YOUR TASK: Carry on the article about the nanoparticle touch sensor from the point where it stops.

Start of EXTRACT

Parts of the component emit light to illustrate the texture changes
A device that may pave the way for robotic hands that can replace the human sense of touch was unveiled this week. This is according to the scientific journal Science. American scientists have created a sensor that can "feel" the texture of a bone with the same degree of sensitivity as the fingers of the human hand.
The team stated that the tactile sense sensor could in the future help minimize the invasive surgical methods by providing sensors to surgeons that would give them an experience of real touch.
"The problem with these systems in their current state is their ability to detect texture with a resolution of a few millimeters," said Prof. Ravi Saraf, an engineer from the University of Nebraska in Lincoln and one of the authors of the article. And he added that "the human finger can sense differences in size of 40 microns, about half the diameter of a hair, and this affects the performance of the devices."
However, Prof. Saraf and his colleague Dr. Vivek Mahashwari, also from the University of Nebraska, managed to achieve a high level of accuracy by developing a thin film consisting of layers of metal and semiconductor nanoparticles connected up and down by electrodes. When the film touches a surface, any pressure or tension will squeeze the layers of particles together. This will cause the current in the film to change and emit light from the particles, a phenomenon known as electroluminescence. The visible light is captured by a camera.

End of EXTRACT
Start of DATA RECORDS

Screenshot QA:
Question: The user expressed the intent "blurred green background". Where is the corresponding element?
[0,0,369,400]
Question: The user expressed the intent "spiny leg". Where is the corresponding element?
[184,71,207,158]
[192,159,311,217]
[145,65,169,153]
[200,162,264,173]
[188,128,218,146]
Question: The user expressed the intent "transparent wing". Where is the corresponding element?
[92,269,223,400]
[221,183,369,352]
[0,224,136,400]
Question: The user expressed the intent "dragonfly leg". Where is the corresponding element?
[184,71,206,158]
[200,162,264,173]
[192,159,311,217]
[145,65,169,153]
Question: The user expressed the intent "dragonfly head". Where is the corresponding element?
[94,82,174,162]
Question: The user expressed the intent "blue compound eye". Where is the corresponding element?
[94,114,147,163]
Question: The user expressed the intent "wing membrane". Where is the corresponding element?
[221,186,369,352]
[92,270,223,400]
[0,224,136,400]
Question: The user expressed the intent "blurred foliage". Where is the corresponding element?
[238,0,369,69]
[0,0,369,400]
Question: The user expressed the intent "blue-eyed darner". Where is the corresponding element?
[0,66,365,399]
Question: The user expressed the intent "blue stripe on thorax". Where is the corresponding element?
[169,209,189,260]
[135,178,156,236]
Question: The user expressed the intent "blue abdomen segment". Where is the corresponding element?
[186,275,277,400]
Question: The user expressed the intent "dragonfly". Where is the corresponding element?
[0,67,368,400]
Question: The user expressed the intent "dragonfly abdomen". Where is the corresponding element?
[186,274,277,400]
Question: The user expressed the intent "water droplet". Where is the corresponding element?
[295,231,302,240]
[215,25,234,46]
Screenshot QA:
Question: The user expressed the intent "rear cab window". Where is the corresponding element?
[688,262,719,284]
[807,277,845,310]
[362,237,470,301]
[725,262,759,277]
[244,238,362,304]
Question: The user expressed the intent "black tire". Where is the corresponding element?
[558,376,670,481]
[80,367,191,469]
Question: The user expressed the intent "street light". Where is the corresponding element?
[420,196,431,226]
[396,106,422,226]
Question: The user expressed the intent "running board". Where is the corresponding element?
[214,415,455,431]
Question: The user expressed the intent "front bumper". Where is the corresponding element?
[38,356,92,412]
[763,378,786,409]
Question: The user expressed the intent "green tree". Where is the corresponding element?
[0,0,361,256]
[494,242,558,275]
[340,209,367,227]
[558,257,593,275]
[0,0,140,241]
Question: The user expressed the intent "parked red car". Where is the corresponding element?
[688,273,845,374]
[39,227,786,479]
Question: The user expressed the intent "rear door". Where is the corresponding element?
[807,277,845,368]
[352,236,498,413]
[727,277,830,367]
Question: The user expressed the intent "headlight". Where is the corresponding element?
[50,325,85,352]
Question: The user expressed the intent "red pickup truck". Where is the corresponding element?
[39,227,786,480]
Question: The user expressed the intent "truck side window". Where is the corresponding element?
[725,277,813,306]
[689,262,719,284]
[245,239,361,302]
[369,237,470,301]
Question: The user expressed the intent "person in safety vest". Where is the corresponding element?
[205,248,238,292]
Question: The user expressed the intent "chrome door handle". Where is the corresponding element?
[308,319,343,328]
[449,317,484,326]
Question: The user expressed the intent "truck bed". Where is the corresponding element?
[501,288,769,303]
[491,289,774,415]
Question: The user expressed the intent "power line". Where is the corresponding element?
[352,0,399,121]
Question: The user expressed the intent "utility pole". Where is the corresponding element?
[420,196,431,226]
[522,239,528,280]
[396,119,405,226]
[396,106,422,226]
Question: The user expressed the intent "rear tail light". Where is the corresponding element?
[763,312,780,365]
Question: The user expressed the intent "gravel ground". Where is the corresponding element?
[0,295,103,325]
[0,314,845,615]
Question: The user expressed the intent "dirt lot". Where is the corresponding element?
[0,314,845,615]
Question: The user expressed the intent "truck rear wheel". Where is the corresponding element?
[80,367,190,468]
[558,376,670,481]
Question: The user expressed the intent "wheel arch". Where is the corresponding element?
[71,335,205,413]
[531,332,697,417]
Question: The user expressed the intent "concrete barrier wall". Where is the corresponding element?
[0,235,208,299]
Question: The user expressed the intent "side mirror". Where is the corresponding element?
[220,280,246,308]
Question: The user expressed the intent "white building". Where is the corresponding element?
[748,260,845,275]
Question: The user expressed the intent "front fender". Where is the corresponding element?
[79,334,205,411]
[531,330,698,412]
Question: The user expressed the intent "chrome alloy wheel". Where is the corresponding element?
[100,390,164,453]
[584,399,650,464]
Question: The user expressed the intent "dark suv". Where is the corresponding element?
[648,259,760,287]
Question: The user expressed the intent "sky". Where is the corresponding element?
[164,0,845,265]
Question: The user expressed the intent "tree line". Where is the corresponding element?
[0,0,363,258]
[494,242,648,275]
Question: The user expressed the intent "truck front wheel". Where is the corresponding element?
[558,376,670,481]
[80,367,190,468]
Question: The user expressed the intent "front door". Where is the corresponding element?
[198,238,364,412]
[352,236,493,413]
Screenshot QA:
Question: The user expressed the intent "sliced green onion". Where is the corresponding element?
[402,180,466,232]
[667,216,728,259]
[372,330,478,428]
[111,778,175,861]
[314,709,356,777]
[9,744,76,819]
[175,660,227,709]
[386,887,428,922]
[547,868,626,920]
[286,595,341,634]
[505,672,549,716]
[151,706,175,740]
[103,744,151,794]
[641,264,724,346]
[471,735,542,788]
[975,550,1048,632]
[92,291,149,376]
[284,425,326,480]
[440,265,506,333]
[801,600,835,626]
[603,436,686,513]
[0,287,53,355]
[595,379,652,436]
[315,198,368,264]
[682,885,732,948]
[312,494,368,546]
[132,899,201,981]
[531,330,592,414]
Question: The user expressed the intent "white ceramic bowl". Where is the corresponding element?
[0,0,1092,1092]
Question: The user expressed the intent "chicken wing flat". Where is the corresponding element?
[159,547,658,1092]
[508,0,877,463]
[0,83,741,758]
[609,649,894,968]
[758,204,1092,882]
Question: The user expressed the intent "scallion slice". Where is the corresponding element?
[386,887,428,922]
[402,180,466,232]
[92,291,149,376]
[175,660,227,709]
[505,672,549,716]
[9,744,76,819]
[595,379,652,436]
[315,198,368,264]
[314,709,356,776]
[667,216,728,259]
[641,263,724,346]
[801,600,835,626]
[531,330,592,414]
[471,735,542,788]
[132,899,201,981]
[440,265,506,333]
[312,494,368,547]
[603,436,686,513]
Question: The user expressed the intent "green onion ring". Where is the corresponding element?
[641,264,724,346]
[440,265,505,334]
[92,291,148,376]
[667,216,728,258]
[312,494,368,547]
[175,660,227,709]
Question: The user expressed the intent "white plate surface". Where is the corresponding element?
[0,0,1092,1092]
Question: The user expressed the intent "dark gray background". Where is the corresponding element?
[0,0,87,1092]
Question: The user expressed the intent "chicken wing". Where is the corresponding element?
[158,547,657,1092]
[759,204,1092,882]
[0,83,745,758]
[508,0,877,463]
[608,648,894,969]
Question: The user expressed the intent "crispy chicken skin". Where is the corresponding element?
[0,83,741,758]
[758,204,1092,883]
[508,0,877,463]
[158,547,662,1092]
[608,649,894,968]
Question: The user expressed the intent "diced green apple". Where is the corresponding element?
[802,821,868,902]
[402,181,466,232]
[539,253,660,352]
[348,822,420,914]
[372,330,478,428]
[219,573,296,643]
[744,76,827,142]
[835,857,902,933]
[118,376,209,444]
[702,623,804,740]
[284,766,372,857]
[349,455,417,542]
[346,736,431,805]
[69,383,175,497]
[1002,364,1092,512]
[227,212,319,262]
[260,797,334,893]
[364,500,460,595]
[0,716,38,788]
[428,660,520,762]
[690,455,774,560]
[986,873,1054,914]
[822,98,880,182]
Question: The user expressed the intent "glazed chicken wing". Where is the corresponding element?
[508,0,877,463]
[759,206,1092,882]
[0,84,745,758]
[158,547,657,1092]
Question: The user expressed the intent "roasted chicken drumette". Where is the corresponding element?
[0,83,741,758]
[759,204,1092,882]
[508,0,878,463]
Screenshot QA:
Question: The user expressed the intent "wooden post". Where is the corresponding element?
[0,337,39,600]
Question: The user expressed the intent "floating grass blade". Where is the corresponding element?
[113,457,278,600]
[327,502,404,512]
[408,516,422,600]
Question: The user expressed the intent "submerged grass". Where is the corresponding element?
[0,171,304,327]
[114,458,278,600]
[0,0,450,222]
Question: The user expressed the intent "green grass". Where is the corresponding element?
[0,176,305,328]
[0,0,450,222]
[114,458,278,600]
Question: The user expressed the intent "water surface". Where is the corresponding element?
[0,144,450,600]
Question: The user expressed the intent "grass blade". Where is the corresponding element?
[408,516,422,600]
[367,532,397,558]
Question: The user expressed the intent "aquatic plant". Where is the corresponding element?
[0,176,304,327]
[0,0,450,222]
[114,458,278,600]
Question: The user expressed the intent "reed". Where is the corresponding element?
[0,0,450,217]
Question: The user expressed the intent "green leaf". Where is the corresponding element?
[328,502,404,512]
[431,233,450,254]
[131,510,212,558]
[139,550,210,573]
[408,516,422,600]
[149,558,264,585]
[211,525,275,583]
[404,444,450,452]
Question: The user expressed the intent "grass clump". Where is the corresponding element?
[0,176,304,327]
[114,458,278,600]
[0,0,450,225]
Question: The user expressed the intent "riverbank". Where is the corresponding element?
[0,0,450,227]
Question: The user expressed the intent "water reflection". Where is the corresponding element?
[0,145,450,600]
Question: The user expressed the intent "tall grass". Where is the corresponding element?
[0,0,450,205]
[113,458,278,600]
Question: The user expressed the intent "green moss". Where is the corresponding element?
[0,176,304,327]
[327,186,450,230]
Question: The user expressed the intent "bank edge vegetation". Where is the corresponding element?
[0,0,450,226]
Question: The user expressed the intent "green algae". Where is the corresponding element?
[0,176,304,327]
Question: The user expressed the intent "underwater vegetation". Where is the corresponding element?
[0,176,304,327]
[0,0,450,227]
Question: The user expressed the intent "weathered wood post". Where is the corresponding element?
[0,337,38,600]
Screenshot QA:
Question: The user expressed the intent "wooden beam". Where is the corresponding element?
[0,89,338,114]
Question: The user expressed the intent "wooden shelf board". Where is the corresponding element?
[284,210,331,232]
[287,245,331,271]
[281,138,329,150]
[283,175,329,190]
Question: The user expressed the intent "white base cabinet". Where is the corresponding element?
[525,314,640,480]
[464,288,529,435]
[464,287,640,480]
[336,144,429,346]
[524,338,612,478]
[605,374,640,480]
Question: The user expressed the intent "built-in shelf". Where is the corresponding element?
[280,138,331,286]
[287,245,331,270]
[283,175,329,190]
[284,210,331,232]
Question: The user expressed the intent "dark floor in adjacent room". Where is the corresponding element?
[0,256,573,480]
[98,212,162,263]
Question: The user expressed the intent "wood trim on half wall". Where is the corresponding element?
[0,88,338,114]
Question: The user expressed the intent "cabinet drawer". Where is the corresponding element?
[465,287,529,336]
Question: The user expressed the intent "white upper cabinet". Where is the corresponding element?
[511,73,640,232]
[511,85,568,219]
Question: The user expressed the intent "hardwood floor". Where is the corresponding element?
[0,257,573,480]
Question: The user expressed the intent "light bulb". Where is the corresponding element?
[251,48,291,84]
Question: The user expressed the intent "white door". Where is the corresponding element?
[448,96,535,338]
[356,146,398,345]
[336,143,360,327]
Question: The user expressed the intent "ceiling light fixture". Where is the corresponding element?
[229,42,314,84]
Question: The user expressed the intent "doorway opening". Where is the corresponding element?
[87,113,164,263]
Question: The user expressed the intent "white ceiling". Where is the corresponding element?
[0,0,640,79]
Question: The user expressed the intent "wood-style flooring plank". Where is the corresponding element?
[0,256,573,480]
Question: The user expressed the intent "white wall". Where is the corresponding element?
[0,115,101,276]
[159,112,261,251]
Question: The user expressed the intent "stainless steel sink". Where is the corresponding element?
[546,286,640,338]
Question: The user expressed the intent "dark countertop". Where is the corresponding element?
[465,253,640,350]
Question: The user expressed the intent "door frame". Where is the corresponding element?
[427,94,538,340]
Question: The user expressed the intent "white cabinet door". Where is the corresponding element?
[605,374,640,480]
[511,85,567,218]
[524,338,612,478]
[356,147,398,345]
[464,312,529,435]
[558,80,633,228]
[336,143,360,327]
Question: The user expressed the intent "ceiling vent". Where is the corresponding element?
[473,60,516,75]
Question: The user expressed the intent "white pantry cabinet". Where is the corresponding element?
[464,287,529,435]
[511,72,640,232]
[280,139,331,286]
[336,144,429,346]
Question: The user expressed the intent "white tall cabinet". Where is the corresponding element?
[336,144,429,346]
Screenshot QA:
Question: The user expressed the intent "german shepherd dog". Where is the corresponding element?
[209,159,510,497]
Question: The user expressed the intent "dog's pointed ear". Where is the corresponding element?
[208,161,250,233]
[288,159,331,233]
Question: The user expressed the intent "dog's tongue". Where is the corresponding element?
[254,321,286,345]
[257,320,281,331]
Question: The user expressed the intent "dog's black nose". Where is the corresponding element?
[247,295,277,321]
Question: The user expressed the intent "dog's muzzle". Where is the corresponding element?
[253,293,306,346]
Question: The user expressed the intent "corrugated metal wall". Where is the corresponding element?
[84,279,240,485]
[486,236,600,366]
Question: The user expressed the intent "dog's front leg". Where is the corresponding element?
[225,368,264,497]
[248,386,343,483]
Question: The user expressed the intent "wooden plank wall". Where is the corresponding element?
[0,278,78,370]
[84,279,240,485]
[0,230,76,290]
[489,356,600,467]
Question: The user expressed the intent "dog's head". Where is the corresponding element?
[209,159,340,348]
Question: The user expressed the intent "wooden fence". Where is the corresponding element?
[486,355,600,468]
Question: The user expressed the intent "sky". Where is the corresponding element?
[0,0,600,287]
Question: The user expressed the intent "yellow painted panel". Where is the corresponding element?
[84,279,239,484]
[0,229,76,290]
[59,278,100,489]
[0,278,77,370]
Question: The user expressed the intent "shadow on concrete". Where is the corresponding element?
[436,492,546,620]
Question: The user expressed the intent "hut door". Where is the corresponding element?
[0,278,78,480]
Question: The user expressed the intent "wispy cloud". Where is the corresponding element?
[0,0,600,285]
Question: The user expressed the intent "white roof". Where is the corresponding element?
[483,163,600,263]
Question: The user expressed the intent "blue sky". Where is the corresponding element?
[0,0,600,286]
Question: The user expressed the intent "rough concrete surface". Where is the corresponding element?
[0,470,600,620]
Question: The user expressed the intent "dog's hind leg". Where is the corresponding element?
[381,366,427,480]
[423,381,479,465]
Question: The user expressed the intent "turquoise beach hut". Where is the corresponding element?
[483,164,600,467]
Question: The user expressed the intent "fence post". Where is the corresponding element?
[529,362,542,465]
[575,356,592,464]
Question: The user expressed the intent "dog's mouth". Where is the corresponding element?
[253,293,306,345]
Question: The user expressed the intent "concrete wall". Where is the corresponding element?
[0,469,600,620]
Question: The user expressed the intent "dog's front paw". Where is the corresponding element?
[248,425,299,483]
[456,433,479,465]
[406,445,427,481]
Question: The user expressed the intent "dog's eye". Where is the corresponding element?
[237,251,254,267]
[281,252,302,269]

End of DATA RECORDS

RESPONSE AREA:
The beauty of this is that we were able to build components in such a way that the amount of changes in the current, and therefore in the light, coming out is proportional to the pressure exerted on the film," said Prof. Saraf. To achieve high sensitivity in the device, the scientists placed a one-cent coin against it. The sensor revealed the crease in President Lincoln's clothes and the letters TY in the word LIBERTY.
Prof. Saraf says that his film, in addition to the fact that it matches the sensitivity of the human finger, is also flexible and stable enough that it can be reused. He also said that the device could be used for medical applications. "The hope is that if you have a resolution similar to that of the human hand in applications such as minimally invasive surgery, when the surgeon can actually "touch" while he is performing the surgery and know if the tissue is cancerous, abnormal, etc., something that will make it possible to increase the success of these surgeries.
Prof. Saraf added that he is now trying to create a device that will detect changes in temperature, and not just in texture, and will thereby allow for a better imitation of the feeling of the human finger.